[EXTRAIT PROPOSÉ]:
------

Noir sur noir


 

Ce texte critique (ou cette méditation) sur le noir est pensé comme un journal de bord s’appuyant sur les trois lectures principales qui l’ont accompagné : Pierre Soulages est-il un peintre affirmationniste ? d’Alain Badiou, Noir : Histoire d’une couleur particulière de Michel Pastoureau et Peau noire, masques blancs de Frantz Fanon. Quelques lignes d’introduction et parfois autobiographiques contextualiseront mes textes. Et la seule question essentielle qui sera posée est : comment émanciper la couleur noire ?

 

Lundi 27 janvier 2020. L’outrenoir.

Il y avait du monde à l’exposition Soulages au Musée du Louvre. Les lumières étaient très gênantes et il y avait peu de tableaux. Je ne suis pas resté longtemps (1)

L’œil tente de suivre les changements délicats de l’outrenoir de Pierre Soulages (malgré les horribles éclairages qui jaunissent les toiles), mais au cœur de cette expérience un doute s’impose à moi – c’est cette formule d’ « outrenoir »… Quel est cet « outrenoir », ce noir « traversé » ou « passé » et que trouve-t-on une fois le « noir passé » ou « dépassé » ? Certains, comme le philosophe Alain Badiou, nous disent : « Dans la langue de Soulages comme dans sa peinture, l’apparence du refus, le noir, la négation créent la lumière, l’affirmation mobile. (2) » Le noir, qui serait négation, créerait la lumière, qui serait affirmation (mobile). Comment cela fonctionne concrètement ? Badiou précise : « Par exemple, devant les immenses polyptyques noirs, l’espace créé pour celui qui regarde est tel que les mouvements, la marche, font à chaque instant changer les lumières et les couleurs déclinées par le noir. Ainsi le triangle pictural devient : traversée différenciée du noir par le peintre ; chose exposée comme synthèse infinie des lumières dans le noir ; regard mobile dépliant une partie de cette infinité. (3) » À la lecture de ce passage, je me suis arrêté. Il y aurait donc là trois personnages en jeu : le peintre, la « chose exposée » et le « regard mobile » et tous joueraient ou rejoueraient (ce sont les acteurs nécessaires de cette mise en scène) le phénomène ou le scénario de l’outrenoir. Il y a là, positionnés sur scène : celui qui produit le noir, le « negro » (noir en espagnol), celui qui le regarde et nous commençons à comprendre que ce noir dont nous parlons n’est que le support-gouffre sur lequel viennent se poser, s’apposer et s’imposer la transparence d’un regard, transparence qui est pour le philosophe un calme et une plénitude rassurée : « La peinture de Soulages paraît d’abord massive et tout à fait sûre d’elle-même. Elle n’est pas de l’ordre de la déconstruction angoissée. Elle relève plutôt du calme de la construction. (4) » Nulle angoisse pour le philosophe, non, car le pire a été résolu. Sauvé, le philosophe est sauvé car le gouffre n’est plus gouffre à partir du moment où nous sommes assurés de n’y voir, une fois dé-voilé, que lumière : « Comme nous l’avons vu, son noir est lumière. (5) » Le noir ne se cache plus derrière son voile tel un cafard gesticulant une fois sorti de son lit, il se donne au regard et au désir du philosophe. Alain Badiou excommunie l’étranger. « Outrenoir » = « antéblanc » (selon Alain Badiou).

------

[DONNÉES FOURNIES]:
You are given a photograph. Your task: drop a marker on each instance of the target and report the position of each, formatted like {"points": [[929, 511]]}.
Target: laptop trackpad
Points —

------

[EXERCICE PROPOSÉ]: Recopiez sans modification tout ce qui va, dans l'extrait sur le noir chez Soulages, de « Ce texte critique » jusqu'à « couleur noire ? ».

[CORRIGÉ]:
Ce texte critique (ou cette méditation) sur le noir est pensé comme un journal de bord s’appuyant sur les trois lectures principales qui l’ont accompagné : Pierre Soulages est-il un peintre affirmationniste ? d’Alain Badiou, Noir : Histoire d’une couleur particulière de Michel Pastoureau et Peau noire, masques blancs de Frantz Fanon. Quelques lignes d’introduction et parfois autobiographiques contextualiseront mes textes. Et la seule question essentielle qui sera posée est : comment émanciper la couleur noire ?